**** EXERCISE DATA ****

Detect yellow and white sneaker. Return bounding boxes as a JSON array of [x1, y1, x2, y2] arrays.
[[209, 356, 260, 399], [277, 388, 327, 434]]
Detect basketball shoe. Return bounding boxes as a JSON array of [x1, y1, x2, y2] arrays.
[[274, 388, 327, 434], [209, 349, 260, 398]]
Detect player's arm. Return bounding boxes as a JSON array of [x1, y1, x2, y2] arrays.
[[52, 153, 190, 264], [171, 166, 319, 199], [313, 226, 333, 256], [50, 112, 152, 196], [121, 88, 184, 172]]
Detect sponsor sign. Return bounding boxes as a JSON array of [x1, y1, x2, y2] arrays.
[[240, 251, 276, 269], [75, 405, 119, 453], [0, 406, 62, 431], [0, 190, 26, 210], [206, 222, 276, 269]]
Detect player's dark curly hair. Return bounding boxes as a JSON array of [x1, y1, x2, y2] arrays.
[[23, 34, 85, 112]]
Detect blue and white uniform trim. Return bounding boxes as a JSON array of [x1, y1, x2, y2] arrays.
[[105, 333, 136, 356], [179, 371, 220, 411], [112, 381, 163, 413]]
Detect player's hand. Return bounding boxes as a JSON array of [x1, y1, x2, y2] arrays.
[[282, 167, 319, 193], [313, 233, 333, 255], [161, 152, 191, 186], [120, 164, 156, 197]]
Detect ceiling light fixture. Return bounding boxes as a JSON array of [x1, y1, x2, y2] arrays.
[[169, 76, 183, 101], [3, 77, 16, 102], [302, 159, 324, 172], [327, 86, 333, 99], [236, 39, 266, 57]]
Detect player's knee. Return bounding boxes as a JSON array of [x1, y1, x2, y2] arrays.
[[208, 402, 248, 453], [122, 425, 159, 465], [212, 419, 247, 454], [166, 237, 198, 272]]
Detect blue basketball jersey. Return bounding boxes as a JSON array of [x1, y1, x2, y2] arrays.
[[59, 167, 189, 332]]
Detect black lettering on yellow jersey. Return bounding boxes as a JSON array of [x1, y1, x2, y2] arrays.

****

DESCRIPTION OF THE TASK:
Your job is to reproduce the listing exactly.

EXERCISE RESPONSE:
Detect yellow and white sneaker. Return bounding boxes as a JSON array of [x1, y1, x2, y2] arrays.
[[209, 356, 260, 399], [277, 388, 327, 434]]
Detect basketball shoe. Return bounding boxes as a JSON array of [x1, y1, x2, y2] arrays.
[[274, 388, 327, 434], [209, 349, 260, 398]]
Detect player's arm. Return bounding boxes as a JSON array of [x1, y1, x2, y2] arrays.
[[52, 153, 190, 264], [171, 166, 319, 199], [313, 226, 333, 256], [50, 112, 152, 196], [121, 88, 184, 172]]
Detect sponsor sign. Return bounding boxes as a JSON array of [x1, y1, x2, y2] arrays.
[[240, 251, 276, 269], [75, 405, 119, 453], [0, 406, 62, 431], [0, 190, 26, 210], [206, 222, 276, 269]]
Detect player's dark curly hair. Return bounding boxes as a JSON array of [x1, y1, x2, y2] arrays.
[[23, 34, 85, 112]]
Detect blue and white uniform trim. Return bounding boxes as a JSON array of [x1, y1, x2, y2] arrays.
[[105, 333, 136, 356], [179, 371, 220, 411], [112, 381, 163, 413]]
Detect player's hand. Return bounding boxes as a JSON array of [x1, y1, x2, y2] arrays.
[[282, 167, 319, 193], [313, 233, 333, 255], [161, 152, 191, 186], [120, 164, 156, 197]]
Detect ceiling light fixture. Return bounding boxes as a JSON array of [x1, y1, x2, y2] arrays.
[[169, 76, 183, 101], [3, 77, 16, 102], [302, 159, 324, 172], [327, 86, 333, 99], [236, 39, 266, 57]]
Detect player's knee. Return bounding boxes as a JSON array of [x1, y1, x2, y2] arrays.
[[208, 402, 248, 453], [122, 425, 159, 465], [212, 419, 247, 454], [166, 237, 198, 272]]
Detect blue basketball jersey. Return bounding boxes as a JSON array of [x1, y1, x2, y2] arrays.
[[59, 167, 189, 332]]
Detect black lettering on yellow jersey. Return bounding boxes as a JSON array of [x1, y1, x2, y2] arrays.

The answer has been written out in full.